**ABOUT THIS EXERCISE:** Look for "target" in the material below and show each line that contains it.

**INFORMATION SHOWN:**
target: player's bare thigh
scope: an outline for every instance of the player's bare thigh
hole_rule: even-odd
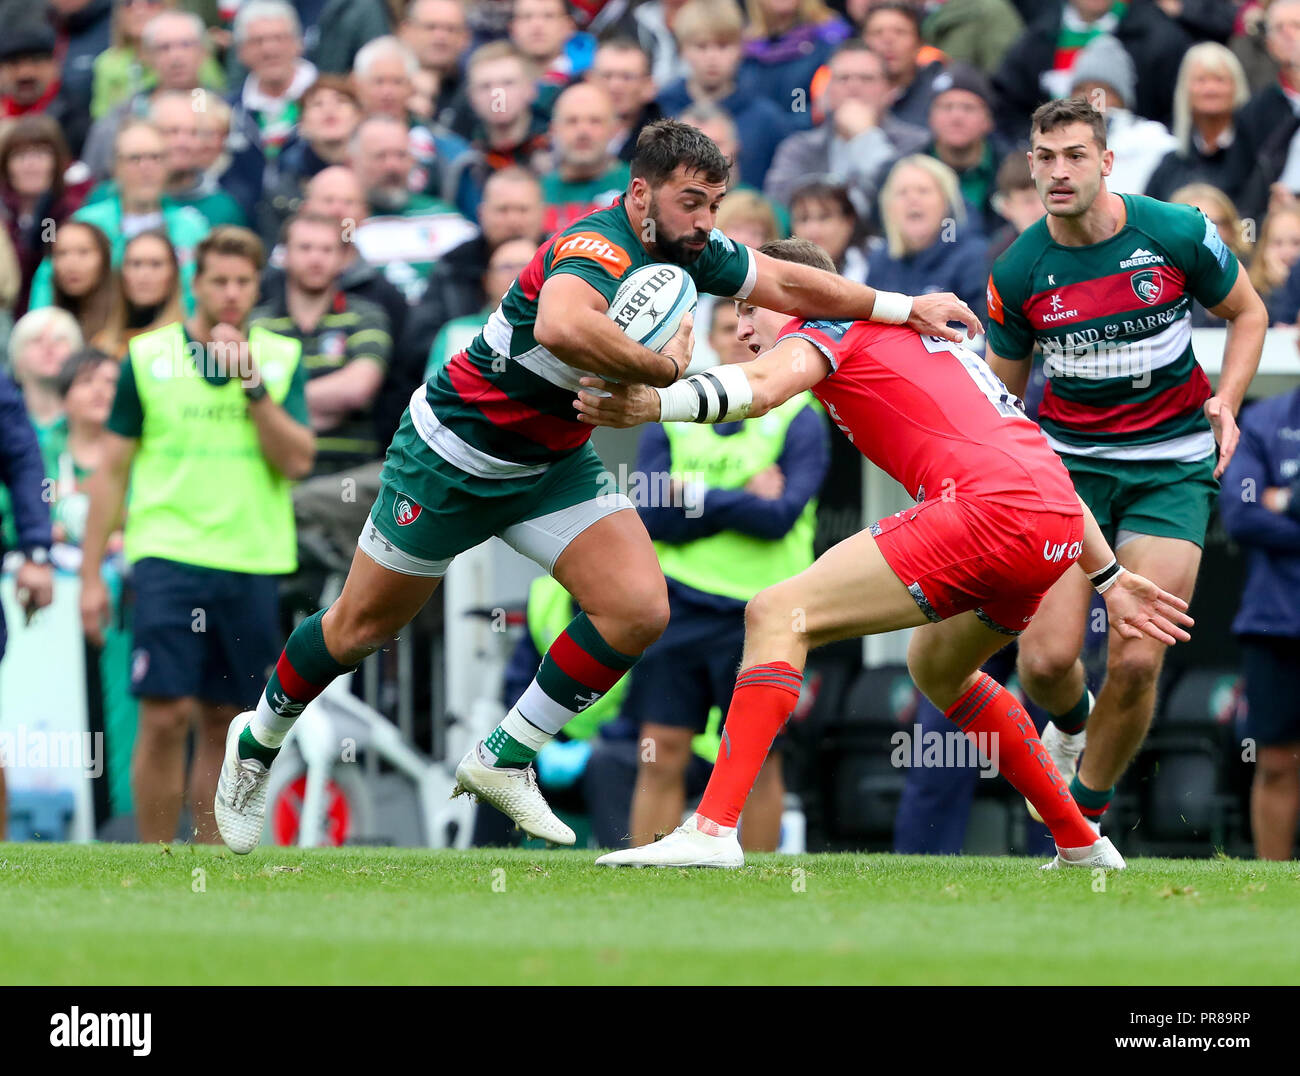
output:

---

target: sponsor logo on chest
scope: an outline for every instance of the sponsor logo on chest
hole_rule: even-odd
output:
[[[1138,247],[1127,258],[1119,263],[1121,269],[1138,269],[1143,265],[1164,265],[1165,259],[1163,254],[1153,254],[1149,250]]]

---

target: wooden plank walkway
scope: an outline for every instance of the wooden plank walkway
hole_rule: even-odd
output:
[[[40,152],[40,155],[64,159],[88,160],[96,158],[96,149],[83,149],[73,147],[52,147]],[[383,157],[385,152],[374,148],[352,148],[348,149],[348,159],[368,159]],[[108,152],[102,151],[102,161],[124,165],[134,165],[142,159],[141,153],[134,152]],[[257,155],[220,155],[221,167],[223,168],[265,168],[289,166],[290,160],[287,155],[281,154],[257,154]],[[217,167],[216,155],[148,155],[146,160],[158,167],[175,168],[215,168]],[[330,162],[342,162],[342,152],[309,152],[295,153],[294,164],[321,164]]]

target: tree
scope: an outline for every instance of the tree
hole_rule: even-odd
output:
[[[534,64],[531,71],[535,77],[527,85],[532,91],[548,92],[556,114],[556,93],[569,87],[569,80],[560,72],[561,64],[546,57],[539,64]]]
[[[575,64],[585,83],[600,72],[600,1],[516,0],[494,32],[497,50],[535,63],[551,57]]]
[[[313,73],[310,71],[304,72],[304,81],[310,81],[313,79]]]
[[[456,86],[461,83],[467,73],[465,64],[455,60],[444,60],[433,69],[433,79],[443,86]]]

**WRITTEN REPLY:**
target: player's bare thigh
target: sponsor logo on chest
target: wooden plank walkway
target: tree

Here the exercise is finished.